═════ Textauszug ═════
Allerdings können die Mitgliedstaaten davon abweichend nach Art. 59a Abs. 1 Buchst, b der MwStSystRL bei Dienstleistungen, deren Erbringungsort sich u. a. gemäß Art. 59 der Mehrwertsteuerrichtlinie bestimmt, diesen Ort, der grundsätzlich außerhalb der Union liegt, so behandeln, als läge er in ihrem Gebiet, wenn in ihrem Gebiet die tatsächliche Nutzung oder Auswertung der Dienstleistungen erfolgt.
Nach Art. 59b dieser Richtlinie hatten die Mitgliedstaaten deren Art. 59a Abs. 1 Buchst, b auf Telekommunikationsdienstleistungen anzuwenden, die von einem Steuerpflichtigen, der wie der im Ausgangsverfahren in Rede stehende Mobilfunkbetreiber den Sitz seiner wirtschaftlichen Tätigkeit außerhalb der Union hatte, an Nichtsteuerpflichtige erbracht wurden, die in einem Mitgliedstaat ansässig waren bzw. dort ihren Wohnsitz oder gewöhnlichen Aufenthalt hatten.
Die in Art. 59b der Richtlinie vorgesehene Verpflichtung hat jedoch nicht zur Folge, dass unter anderen als den in dieser Bestimmung genannten Umständen die Möglichkeit der Mitgliedstaaten, bei Telekommunikationsdienstleistungen von der ihnen nach Art. 59a Abs. 1 Buchst, b dieser Richtlinie eingeräumten allgemeinen Befugnis Gebrauch zu machen, beschränkt wäre.
In diesem Zusammenhang ist darauf hinzuweisen, dass Art. 59a Abs. 1 Buchst, b dieser Richtlinie keine Voraussetzung in Bezug auf die Dauer des Aufenthalts im Gebiet der Mitgliedstaaten für Personen enthält, die in einem Drittland ansässig sind bzw. dort ihren Wohnsitz oder gewöhnlichen Aufenthalt haben, insbesondere nicht im Sinne eines nur vorübergehenden Aufenthalts im Mitgliedstaat.
Somit ist für die Ausübung der in dieser Bestimmung vorgesehenen Befugnis zu prüfen, ob Roamingleistungen wie die im Ausgangsverfahren in Rede stehenden im Gebiet des Mitgliedstaats, der ihren Erbringungsort dorthin verlagern möchte, tatsächlich genutzt oder ausgewertet werden.
Eine Roamingleistung besteht im Wesentlichen in der Leistung eines Anbieters von Mobilfunkdienstleistungen an seine Kunden, die es ihnen ermöglicht, ihr mobiles Gerät in einem anderen Mobilfunknetz als dem dieses Anbieters zu nutzen, und zwar aufgrund von Vereinbarungen zwischen den Betreibern dieser Netze. Im vorliegenden Fall sollen die Kundender Bf., auch wenn sie sich außerhalb der Reichweite des von der Bf. betriebenen Mobilfunknetzes befinden, durch die im Ausgangsverfahren in Rede stehenden Roamingleistungen die Möglichkeit erhalten, Mobilfunkdienstleistungen über das Mobilfunknetz eines österreichischen Betreibers zu nutzen.
═════ Daten ═════
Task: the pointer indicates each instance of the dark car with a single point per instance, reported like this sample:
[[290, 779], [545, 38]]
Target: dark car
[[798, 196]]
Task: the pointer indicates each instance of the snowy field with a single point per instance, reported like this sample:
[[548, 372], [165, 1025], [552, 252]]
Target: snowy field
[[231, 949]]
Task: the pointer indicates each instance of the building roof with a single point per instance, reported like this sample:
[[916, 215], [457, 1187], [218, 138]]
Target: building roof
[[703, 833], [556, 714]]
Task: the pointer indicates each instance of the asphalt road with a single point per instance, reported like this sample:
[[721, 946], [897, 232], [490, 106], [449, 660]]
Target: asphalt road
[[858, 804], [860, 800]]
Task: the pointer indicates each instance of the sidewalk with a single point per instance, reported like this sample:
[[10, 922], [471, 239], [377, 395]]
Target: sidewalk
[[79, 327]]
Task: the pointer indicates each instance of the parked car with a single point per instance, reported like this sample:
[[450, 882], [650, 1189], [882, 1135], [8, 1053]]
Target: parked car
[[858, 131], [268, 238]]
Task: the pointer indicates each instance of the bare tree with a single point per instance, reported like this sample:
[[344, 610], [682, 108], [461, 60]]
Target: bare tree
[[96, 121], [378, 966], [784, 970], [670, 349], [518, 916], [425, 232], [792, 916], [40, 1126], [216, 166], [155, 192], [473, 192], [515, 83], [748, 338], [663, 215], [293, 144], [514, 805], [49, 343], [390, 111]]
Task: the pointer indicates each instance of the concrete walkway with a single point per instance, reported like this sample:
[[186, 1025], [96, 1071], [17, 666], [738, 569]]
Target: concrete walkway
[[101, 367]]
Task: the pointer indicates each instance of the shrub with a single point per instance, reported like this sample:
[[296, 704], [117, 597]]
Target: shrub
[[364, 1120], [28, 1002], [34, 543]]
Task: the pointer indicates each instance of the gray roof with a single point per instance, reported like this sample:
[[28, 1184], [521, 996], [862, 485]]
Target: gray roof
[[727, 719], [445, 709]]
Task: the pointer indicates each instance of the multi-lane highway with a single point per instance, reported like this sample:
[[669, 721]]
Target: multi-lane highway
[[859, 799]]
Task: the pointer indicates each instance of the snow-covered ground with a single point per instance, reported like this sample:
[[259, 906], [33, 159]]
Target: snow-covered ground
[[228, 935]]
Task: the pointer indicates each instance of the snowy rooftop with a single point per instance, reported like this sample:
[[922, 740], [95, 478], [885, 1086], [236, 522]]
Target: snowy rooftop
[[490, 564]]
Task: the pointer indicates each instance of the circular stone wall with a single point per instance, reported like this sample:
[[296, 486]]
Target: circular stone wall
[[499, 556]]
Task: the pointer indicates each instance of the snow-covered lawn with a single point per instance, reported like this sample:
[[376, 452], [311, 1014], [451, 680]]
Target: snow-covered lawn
═════
Aufgaben =
(1) Stimmen die folgenden Aussagen mit dem Textauszug überein? Antworte jeweils mit Ja oder Nein und zitiere die entscheidenden Worte des Textes wörtlich. (a) Art. 59a Abs. 1 Buchst. b der Richtlinie enthält eine Voraussetzung zur Dauer des Aufenthalts. (b) Nach Art. 59b mussten die Mitgliedstaaten Art. 59a Abs. 1 Buchst. b auf Telekommunikationsdienstleistungen anwenden. (c) Die Roamingleistungen sollen den Kunden ermöglichen, Mobilfunkdienstleistungen über das Netz eines österreichischen Betreibers zu nutzen.
(2) Aktualisiere im Textauszug den Abschnitt, der mit den Worten „Somit ist für“ beginnt und mit „oder ausgewertet werden.“ endet, und gib ihn wieder, wobei „Roamingleistungen“ durch „Mobilfunkleistungen“ ersetzt wird.
(3) Übersetze den folgenden Satz aus dem Textauszug ins Englische: „Somit ist für die Ausübung der in dieser Bestimmung vorgesehenen Befugnis zu prüfen, ob Roamingleistungen wie die im Ausgangsverfahren in Rede stehenden im Gebiet des Mitgliedstaats, der ihren Erbringungsort dorthin verlagern möchte, tatsächlich genutzt oder ausgewertet werden.“

Antworten =
(1)
(a) Nein: „keine Voraussetzung in Bezug auf die Dauer des Aufenthalts“
(b) Ja: „hatten die Mitgliedstaaten deren Art. 59a Abs. 1 Buchst, b auf Telekommunikationsdienstleistungen anzuwenden“
(c) Ja: „Mobilfunkdienstleistungen über das Mobilfunknetz eines österreichischen Betreibers zu nutzen“

(2)
Somit ist für die Ausübung der in dieser Bestimmung vorgesehenen Befugnis zu prüfen, ob Mobilfunkleistungen wie die im Ausgangsverfahren in Rede stehenden im Gebiet des Mitgliedstaats, der ihren Erbringungsort dorthin verlagern möchte, tatsächlich genutzt oder ausgewertet werden.

(3) Thus, for the exercise of the power provided for in that provision, it must be examined whether roaming services such as those at issue in the main proceedings are actually used or exploited in the territory of the Member State that wishes to move their place of supply there.